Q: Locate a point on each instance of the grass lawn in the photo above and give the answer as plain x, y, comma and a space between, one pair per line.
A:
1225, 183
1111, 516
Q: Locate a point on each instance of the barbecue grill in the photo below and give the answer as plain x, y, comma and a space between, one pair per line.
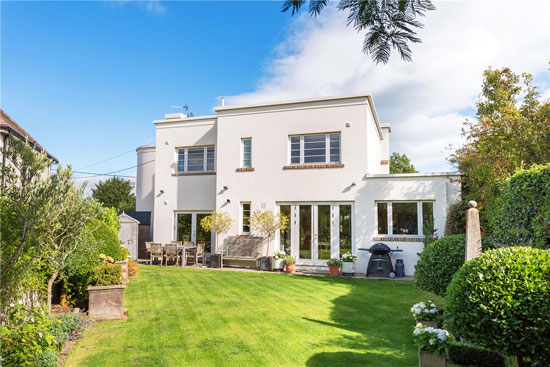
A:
380, 263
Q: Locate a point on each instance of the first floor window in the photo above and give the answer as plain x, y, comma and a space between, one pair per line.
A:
404, 218
196, 159
246, 217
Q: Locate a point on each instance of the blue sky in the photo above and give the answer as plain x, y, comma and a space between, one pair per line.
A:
87, 78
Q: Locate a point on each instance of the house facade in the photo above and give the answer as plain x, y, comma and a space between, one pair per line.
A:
323, 163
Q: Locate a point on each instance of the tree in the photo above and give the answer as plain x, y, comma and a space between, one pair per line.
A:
219, 222
390, 24
400, 163
509, 133
115, 193
267, 223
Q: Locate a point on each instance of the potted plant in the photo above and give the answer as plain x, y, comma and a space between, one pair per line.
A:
348, 263
431, 344
426, 313
334, 266
290, 263
106, 291
277, 260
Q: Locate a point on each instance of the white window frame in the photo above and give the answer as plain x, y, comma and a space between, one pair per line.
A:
186, 158
242, 152
419, 216
327, 148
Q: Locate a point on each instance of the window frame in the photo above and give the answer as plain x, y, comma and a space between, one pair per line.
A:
185, 150
301, 152
419, 215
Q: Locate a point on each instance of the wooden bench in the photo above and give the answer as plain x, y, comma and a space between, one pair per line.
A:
243, 250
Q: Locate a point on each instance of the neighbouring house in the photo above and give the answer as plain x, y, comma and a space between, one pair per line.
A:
10, 128
322, 162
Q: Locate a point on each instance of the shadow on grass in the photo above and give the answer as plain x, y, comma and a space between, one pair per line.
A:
377, 312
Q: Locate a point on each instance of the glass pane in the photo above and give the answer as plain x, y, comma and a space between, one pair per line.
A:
185, 222
305, 231
382, 218
246, 217
285, 235
203, 235
195, 160
323, 226
345, 229
404, 218
181, 160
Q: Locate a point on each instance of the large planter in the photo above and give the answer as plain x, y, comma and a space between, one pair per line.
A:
348, 267
105, 302
430, 359
277, 264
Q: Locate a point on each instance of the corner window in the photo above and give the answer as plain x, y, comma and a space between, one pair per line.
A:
403, 218
245, 217
314, 149
246, 153
199, 159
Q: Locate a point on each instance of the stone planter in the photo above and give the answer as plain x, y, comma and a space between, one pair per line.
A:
124, 267
277, 264
105, 302
348, 267
430, 359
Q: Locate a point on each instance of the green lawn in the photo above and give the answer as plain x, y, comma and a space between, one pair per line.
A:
187, 317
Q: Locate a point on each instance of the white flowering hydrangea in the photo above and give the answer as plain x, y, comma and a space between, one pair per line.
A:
424, 311
430, 339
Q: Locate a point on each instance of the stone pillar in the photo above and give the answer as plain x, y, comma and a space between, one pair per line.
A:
473, 232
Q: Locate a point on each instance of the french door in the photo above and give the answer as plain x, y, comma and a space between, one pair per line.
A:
317, 231
188, 228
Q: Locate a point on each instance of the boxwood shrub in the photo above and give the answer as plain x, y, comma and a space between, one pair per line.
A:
501, 301
439, 262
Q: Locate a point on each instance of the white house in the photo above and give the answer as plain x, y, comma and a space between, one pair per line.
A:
323, 162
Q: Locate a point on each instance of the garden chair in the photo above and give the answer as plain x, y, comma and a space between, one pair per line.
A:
171, 254
156, 253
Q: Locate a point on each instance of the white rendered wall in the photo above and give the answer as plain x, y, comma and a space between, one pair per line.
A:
181, 193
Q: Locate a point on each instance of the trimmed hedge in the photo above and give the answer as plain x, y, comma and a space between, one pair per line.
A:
501, 301
521, 214
439, 261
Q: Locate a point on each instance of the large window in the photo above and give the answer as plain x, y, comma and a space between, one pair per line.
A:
313, 149
406, 218
247, 153
196, 159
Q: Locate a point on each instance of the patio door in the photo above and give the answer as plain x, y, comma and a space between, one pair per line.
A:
317, 231
188, 228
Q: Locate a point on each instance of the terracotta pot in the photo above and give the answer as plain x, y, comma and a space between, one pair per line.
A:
430, 359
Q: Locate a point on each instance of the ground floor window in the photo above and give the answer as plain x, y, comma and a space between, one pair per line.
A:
404, 218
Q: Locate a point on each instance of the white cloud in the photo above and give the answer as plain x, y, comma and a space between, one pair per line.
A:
424, 100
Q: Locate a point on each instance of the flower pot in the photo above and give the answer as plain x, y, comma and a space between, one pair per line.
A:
105, 302
277, 264
348, 267
430, 359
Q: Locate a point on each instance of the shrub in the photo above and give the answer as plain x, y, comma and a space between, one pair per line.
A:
133, 269
456, 218
472, 355
439, 262
106, 274
500, 300
521, 214
334, 262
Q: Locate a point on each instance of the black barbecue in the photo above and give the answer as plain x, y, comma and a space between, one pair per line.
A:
380, 263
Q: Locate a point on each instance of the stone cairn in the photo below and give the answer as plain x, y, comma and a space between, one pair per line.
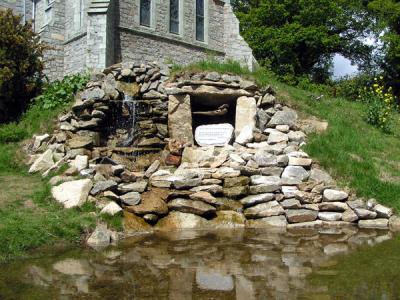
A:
257, 177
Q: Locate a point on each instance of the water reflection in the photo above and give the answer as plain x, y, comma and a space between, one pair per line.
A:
191, 265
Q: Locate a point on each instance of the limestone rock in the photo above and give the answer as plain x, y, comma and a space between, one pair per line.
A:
272, 208
365, 214
111, 209
180, 118
247, 117
301, 215
102, 186
284, 117
257, 199
152, 202
334, 195
349, 216
189, 206
101, 237
214, 134
72, 193
132, 198
374, 224
383, 211
227, 220
43, 162
277, 222
176, 220
294, 175
133, 223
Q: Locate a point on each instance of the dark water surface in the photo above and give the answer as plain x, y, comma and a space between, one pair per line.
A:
236, 264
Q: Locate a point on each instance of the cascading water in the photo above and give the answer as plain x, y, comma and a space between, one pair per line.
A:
129, 111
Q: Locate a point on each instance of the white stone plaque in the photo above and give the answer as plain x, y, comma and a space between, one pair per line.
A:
214, 135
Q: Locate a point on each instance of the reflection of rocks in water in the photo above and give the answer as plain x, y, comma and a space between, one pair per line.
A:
234, 264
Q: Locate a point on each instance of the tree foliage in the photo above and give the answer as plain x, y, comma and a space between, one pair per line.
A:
300, 37
21, 65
= = = =
The reply should hold only the lines from the first line of the records above through the line containing "Q: Locate a point on each instance of the potted", copied exactly and without pictures.

● **The completed task**
Q: Locate a point on each instance of the grass lawn in the photo above and give the answer as plain x, y, comma and a space between, one pair per line.
A:
1225, 183
1111, 516
Q: Locate a point on each instance of the barbecue grill in the photo below and give the answer as plain x, y, comma and a space between, one pair per line.
A:
380, 263
Q: Locate a point on each instance of the first floor window in the photo above and give the answer as plain x, y, comma and a space between, one pair per line.
A:
404, 218
196, 159
246, 217
Q: Locate a point on each instance of the blue sky in the photo above and give the answer as plain x, y, comma and a space between, one pair per line.
A:
87, 78
Q: Locate a point on each instance of the house facade in the photo above and give the answer as plain x, y, comma and a space between, one pair per line.
A:
323, 163
Q: Locate a point on each instance of the tree in the photo above and give the answer as plain x, y, comma and a space between, one pair per line.
A:
219, 222
390, 24
400, 163
509, 133
115, 193
267, 223
Q: Locate a point on each instance of the potted plant in the photo above and give the answer as plain x, y, comma and a space between, one pair per line.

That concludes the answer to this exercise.